INFORMATION SHOWN
◇ ◇ ◇ ◇ ◇

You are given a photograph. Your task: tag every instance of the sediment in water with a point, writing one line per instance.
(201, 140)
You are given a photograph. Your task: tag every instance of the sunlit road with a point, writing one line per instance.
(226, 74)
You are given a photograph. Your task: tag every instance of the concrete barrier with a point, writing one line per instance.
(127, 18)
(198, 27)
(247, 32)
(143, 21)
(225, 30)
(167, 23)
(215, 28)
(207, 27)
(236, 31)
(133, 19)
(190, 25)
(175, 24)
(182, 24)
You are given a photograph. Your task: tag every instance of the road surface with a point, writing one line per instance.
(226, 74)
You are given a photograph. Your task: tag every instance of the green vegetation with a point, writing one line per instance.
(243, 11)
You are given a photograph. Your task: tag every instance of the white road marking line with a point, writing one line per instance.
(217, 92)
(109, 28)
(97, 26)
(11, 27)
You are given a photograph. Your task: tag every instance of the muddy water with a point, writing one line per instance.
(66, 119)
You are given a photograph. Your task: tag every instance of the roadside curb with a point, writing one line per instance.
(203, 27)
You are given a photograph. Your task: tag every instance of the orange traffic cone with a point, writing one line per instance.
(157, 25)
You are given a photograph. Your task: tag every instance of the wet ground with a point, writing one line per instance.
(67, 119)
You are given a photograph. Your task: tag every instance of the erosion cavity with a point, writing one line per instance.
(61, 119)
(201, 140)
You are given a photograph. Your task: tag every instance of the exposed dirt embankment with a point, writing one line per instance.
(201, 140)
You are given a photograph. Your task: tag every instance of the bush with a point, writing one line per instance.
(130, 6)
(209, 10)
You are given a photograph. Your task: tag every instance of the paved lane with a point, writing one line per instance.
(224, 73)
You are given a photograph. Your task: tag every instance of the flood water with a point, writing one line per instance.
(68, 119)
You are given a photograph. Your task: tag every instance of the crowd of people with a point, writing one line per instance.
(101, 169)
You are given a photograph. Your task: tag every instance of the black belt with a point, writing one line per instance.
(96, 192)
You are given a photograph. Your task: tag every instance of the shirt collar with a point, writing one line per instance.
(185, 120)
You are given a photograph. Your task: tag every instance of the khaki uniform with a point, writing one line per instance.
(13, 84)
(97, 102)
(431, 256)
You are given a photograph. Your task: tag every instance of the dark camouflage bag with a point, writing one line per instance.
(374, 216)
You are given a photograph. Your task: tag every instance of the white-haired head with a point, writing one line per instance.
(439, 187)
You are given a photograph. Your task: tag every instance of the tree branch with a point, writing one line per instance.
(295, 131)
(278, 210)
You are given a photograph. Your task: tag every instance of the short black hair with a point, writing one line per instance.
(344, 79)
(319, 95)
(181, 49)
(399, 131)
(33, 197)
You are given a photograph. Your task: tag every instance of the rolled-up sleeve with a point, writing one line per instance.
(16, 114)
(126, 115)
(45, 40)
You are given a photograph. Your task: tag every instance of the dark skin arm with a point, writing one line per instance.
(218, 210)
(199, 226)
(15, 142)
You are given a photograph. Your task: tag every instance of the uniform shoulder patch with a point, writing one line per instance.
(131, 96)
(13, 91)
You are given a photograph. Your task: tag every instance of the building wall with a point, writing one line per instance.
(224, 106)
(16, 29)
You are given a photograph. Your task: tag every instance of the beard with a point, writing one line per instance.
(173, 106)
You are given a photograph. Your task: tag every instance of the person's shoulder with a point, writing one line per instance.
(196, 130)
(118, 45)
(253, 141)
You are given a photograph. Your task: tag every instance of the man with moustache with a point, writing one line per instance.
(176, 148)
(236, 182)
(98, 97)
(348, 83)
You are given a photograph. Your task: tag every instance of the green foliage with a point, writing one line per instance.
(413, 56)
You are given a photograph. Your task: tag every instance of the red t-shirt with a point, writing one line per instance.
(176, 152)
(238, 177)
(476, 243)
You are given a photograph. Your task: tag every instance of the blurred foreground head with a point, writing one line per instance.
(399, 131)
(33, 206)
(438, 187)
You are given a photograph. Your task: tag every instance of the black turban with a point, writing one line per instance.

◇ ◇ ◇ ◇ ◇

AIM
Rewrite all of the data above, substituting "mark" for every "tag" and leaving everything else unchanged.

ANSWER TO THIS EXERCISE
You are given a photograph. Your task: mark every instance of the sediment in water with a point, writing one line per instance.
(201, 140)
You are given a photograph. Your task: mark every instance of the sunlit road with a point, writing one line per instance.
(226, 74)
You are given a photograph. Your task: mark every instance of the concrete barrier with a point, writing one line per instance.
(127, 18)
(198, 27)
(247, 32)
(143, 21)
(225, 30)
(167, 23)
(215, 28)
(207, 27)
(236, 31)
(133, 19)
(190, 25)
(175, 24)
(182, 24)
You are given a photograph. Your task: mark every instance of the road surface with a point, writing one line per instance.
(226, 74)
You are given a photograph. Your task: mark every instance of the green vegetation with a point, writing one line per instance.
(243, 11)
You are given a photograph. Your task: mark every instance of the white road marking line with a point, writing one line per instance.
(217, 92)
(109, 28)
(97, 26)
(11, 27)
You are given a photograph. Your task: mark every instance of the muddy water with a point, writing one line per instance.
(66, 119)
You are given a photograph. Your task: mark every instance of the roadside curb with a point, writing one line per instance.
(203, 27)
You are given a photograph. Your task: mark every instance of the orange traffic cone with a point, writing one line per instance.
(157, 25)
You are given a photograph. Your task: mark every instance of the wet ground with a point, writing one line per instance.
(67, 119)
You are given a photograph. Your task: mark every instance of the erosion cavity with a point, writing one line per instance.
(61, 119)
(201, 140)
You are given a photograph. Your task: mark every instance of the exposed dirt embankment with a point, writing one line per instance.
(201, 140)
You are given a photograph. Your task: mark every instance of the bush with a point, writing one line per instance.
(130, 6)
(209, 10)
You are given a photograph. Your task: mark every instance of the paved lane with a point, writing one line per instance.
(224, 73)
You are given a photograph. Your task: mark every instance of the flood water with a point, writing one line per instance.
(68, 119)
You are given a photograph. Your task: mark every instance of the crowd of people with a point, writing one line per instance.
(101, 169)
You are given a photograph. Your task: mark every instance of the black belt with a point, writing one line per instance.
(96, 192)
You are given a photograph. Your task: mark every instance of the shirt collar with a point, writing one line per instance.
(185, 120)
You are given a photograph. Your task: mark every instance of the khaki uniform with a point, writing one line per instance.
(13, 84)
(97, 102)
(431, 256)
You are given a photograph. Your task: mark every instance of the dark camouflage bag with a point, writing one line per instance.
(374, 216)
You are given a photograph. Your task: mark every instance of the white-haired head with a point, writing one line per instance.
(439, 187)
You are given a photograph. Your task: mark every instance of the tree branch with a point, writing one line per instance.
(295, 131)
(278, 210)
You are given a photograph. Your task: mark every instance of the short black hair with a point, writing one line per instance.
(344, 79)
(319, 95)
(181, 49)
(399, 131)
(33, 197)
You are given a photograph. Your task: mark every instance of the rolled-up sleeve with a point, writing one line per instance.
(16, 114)
(126, 115)
(45, 40)
You are given a photograph. Your task: mark every instance of the dark skin arm with a point, writing one line per instance.
(218, 210)
(199, 226)
(15, 142)
You are given a photograph. Your task: mark every instance of the uniform shoulder patch with a point, writing one line per instance.
(131, 96)
(13, 91)
You are given a photograph. Your task: mark every instance of the building wall with a point, writing one line per instance.
(224, 106)
(16, 29)
You are given a photograph. Your task: mark every instance of the beard with a point, writing one line per instance.
(173, 106)
You are given a photograph. Your task: mark every instance of the person's shoulder with a point, writing one line per instance.
(196, 130)
(118, 45)
(253, 141)
You are given a photograph. Your task: mark every instance of the man with moustache with a point, writing one line per instance.
(176, 148)
(236, 182)
(98, 97)
(348, 83)
You are given a photograph. Your task: mark every instance of the green foliage with a point, writing one line per instance.
(413, 56)
You are given a photograph. Your task: mark every instance of the red t-shirt with a point, writing one line per instance.
(176, 152)
(238, 177)
(476, 243)
You are given a photograph. Your task: mark every instance of the blurred foreground head with a point, writing one line per instance.
(399, 131)
(33, 206)
(438, 187)
You are given a photograph. Your task: mark every instance of the black turban with a point, writing one line per instance.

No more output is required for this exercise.